▶ [Study material]
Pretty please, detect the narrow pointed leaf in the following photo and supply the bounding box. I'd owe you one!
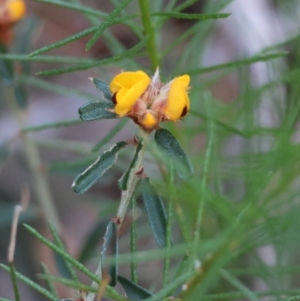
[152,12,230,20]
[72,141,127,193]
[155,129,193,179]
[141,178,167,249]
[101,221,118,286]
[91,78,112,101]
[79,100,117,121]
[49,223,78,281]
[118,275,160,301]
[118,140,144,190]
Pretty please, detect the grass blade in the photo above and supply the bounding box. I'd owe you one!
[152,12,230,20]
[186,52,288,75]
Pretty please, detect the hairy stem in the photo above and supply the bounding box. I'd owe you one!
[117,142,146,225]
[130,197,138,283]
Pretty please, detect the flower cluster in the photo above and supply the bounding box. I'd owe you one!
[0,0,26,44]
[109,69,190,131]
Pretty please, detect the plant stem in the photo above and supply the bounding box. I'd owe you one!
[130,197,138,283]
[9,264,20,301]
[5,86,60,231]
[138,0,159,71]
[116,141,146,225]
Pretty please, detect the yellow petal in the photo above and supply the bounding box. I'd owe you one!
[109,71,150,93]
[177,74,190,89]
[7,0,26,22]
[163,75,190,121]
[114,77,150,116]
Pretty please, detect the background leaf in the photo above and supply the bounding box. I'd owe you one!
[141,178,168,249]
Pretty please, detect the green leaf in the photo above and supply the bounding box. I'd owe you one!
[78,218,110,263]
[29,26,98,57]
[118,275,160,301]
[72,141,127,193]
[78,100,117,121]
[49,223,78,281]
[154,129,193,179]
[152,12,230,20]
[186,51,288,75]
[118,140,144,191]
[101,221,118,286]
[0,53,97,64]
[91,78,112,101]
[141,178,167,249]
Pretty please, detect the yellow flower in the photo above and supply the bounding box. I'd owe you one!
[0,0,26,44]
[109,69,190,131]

---

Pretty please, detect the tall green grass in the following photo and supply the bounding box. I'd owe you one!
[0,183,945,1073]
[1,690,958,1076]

* * *

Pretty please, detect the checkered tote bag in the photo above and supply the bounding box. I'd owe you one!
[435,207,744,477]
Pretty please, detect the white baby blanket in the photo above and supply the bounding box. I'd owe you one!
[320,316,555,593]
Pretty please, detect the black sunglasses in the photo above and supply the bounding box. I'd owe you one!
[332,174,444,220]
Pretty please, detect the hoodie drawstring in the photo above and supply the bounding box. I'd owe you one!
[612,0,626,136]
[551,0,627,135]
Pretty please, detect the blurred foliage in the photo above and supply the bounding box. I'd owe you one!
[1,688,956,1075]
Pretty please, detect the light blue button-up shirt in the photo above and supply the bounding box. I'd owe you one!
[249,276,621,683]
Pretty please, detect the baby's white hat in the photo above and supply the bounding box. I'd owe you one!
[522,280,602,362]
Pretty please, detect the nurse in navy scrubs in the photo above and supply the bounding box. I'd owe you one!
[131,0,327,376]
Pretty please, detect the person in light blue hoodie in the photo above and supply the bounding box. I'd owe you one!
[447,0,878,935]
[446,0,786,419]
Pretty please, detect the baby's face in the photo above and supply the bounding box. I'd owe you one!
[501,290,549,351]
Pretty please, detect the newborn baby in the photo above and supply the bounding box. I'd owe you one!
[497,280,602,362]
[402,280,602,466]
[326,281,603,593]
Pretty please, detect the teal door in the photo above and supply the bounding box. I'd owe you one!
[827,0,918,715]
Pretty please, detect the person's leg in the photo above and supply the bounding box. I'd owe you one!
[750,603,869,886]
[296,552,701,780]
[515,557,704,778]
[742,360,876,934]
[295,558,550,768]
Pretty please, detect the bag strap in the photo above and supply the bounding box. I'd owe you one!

▶ [Exercise requirements] Would you please copy, word for word, everything above from the line containing "Pretty please, detect the baby's white" down to the line containing "Pretty please, detect the bag", those two lines included?

▶ [Solution below]
Pretty please, detect the baby's white hat in the photo above and supply the bounding box. I'd owe you one!
[522,280,602,362]
Pretty please, detect the nurse in navy scrubs in the photo above and supply the bounding box. I'd owe you one!
[131,0,327,376]
Pretty please, detect the person in light blue hoodie in the photo above and supply the bounding box. I'd owe you one!
[447,0,878,935]
[446,0,786,419]
Pretty please, detect the baby's face in the photo above and supply the bounding box. I'd owe you one!
[501,290,549,351]
Pretty please, detect the newborn baby in the photo above and supply the bounding box. I'd owe you one!
[497,280,602,362]
[402,280,602,466]
[326,281,603,593]
Pretty please, detect the teal door in the photo above and supply the bounding box. I'd owe you one!
[827,0,918,715]
Pretty please, detect the person's leg in the photo above and supply the bounding box. I'd owe you one!
[750,603,869,886]
[296,552,701,780]
[515,557,704,778]
[742,360,876,934]
[295,558,550,768]
Pretty please, detect the bag strap in the photo above and supply the bounding box. I'd owe you one!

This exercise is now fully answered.